▶ _DIRECTIONS_: What you return should match the data below exactly, with every entry reproduced.

▶ _DATA SECTION_:
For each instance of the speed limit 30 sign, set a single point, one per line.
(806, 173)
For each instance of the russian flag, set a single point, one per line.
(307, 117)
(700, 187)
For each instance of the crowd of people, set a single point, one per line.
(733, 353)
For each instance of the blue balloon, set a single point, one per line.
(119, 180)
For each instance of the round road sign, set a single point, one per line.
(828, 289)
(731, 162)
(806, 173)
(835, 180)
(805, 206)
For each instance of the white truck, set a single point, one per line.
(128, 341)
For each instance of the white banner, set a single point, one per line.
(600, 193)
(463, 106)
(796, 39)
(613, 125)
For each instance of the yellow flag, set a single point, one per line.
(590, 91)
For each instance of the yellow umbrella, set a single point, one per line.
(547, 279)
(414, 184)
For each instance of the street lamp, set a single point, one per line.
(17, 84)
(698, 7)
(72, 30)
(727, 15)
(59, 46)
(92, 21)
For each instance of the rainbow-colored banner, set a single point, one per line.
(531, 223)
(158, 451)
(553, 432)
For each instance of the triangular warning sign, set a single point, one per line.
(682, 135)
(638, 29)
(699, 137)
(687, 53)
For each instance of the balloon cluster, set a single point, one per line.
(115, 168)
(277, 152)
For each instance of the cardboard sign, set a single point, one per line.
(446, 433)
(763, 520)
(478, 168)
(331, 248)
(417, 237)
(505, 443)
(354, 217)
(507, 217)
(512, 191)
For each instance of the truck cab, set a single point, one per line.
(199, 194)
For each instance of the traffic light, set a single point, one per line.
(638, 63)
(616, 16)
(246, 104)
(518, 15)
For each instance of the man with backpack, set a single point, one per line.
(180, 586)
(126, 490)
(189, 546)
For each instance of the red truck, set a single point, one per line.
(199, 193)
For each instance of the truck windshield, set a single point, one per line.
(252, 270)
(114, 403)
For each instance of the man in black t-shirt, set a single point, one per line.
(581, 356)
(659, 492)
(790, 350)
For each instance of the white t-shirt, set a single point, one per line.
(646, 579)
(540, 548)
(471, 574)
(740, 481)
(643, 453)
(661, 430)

▶ _SOLUTION FOR THIS TASK_:
For each instance of the speed limit 30 sign, set a single point, one per line.
(806, 173)
For each instance of the russian flag, set a single point, one per line.
(307, 117)
(700, 187)
For each instance of the crowd of people, set a single point, one per line.
(733, 353)
For each instance of the blue balloon, set a single point, one per line.
(119, 180)
For each instance of the round road sign, set a single point, one per line.
(828, 289)
(731, 162)
(806, 173)
(835, 180)
(805, 206)
For each instance of the white truck, set a single point, one per line.
(128, 341)
For each instance of the white banner, set a single point, one per line.
(600, 193)
(463, 106)
(796, 39)
(613, 125)
For each instance of the yellow flag, set a single point, one per line.
(590, 91)
For each instance of the yellow umbrella, set a single point, one per line.
(547, 279)
(414, 184)
For each instance of the street lamp, set a single point, one per line.
(17, 84)
(698, 7)
(72, 30)
(727, 15)
(59, 46)
(92, 21)
For each instance of the rainbow-colored banner, set a single point, one per line.
(531, 223)
(158, 451)
(553, 432)
For each instance of the triangular warning sign, set a single point, one per line.
(682, 135)
(638, 29)
(699, 137)
(687, 53)
For each instance of the balloon cluster, set a single point, one per line.
(115, 168)
(277, 152)
For each instance of the cardboard sign, set a single point, one per line.
(446, 433)
(763, 520)
(478, 168)
(331, 248)
(417, 237)
(505, 443)
(354, 217)
(507, 217)
(512, 191)
For each instance of the truck cab, set a single point, one per line.
(199, 194)
For each instance of the traffic light, set a single point, one per line.
(638, 63)
(616, 16)
(246, 104)
(518, 15)
For each instance of the man with backpack, set a single point, one per line.
(180, 586)
(126, 490)
(189, 546)
For each instance of the red truck, set a single point, one per line.
(199, 193)
For each instance of the truck windshield, set a single point, one per line.
(252, 270)
(114, 403)
For each instance of the man in black t-shirt, set a single point, one per line.
(581, 356)
(659, 492)
(790, 350)
For each instance of the white t-shirt, set a single point, one per line.
(646, 579)
(540, 548)
(471, 574)
(740, 481)
(643, 453)
(661, 430)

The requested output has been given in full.